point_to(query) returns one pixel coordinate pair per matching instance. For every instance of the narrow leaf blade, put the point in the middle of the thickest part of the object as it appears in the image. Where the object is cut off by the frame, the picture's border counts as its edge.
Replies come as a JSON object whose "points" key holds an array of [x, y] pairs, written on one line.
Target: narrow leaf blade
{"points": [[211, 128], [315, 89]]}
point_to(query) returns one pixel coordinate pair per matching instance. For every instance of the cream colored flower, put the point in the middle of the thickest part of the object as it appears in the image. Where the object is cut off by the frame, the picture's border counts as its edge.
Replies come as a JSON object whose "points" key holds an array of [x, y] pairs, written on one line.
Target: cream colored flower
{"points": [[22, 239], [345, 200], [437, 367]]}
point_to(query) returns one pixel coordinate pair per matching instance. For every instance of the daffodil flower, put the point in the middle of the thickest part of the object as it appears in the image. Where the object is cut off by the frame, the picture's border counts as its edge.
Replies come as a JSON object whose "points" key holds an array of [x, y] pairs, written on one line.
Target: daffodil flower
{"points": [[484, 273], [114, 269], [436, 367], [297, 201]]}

---

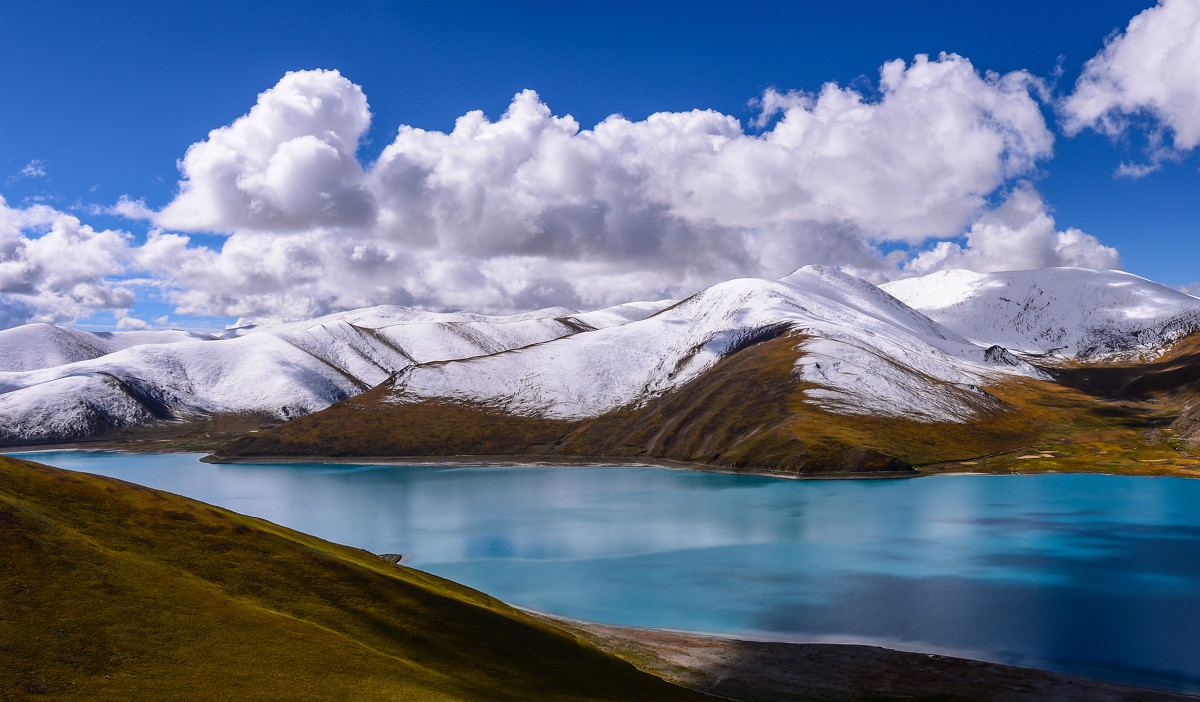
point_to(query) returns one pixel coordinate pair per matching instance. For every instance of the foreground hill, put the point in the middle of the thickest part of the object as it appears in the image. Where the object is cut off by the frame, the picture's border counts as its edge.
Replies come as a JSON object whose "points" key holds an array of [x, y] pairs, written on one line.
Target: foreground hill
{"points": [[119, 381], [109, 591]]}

---

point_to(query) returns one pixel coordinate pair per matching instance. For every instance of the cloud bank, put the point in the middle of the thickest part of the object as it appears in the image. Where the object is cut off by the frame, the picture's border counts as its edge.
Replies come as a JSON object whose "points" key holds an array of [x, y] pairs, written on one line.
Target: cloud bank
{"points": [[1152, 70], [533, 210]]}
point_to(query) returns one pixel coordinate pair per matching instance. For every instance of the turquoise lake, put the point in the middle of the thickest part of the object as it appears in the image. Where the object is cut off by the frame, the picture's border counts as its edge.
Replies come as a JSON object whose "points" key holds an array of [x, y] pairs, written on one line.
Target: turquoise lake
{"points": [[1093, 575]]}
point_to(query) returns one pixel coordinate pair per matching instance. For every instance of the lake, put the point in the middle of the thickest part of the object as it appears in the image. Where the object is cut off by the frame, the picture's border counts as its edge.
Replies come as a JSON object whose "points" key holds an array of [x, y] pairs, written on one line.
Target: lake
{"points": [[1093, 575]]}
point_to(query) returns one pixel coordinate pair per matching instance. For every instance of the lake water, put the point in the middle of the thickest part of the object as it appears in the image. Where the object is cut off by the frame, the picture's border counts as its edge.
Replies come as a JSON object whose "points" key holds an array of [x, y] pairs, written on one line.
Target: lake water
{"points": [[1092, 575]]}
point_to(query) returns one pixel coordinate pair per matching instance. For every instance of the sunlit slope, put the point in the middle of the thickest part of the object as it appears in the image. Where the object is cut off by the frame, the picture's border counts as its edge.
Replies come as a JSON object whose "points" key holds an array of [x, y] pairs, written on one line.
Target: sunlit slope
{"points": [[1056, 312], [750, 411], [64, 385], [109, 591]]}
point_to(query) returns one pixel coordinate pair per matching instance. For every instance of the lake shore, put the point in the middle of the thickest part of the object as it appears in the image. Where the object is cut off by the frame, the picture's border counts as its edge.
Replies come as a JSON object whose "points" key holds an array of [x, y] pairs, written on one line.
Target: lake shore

■ Exercise ■
Tell how many lines of the data above contain the word "shore", giving the number by itself.

■ Task solution ■
2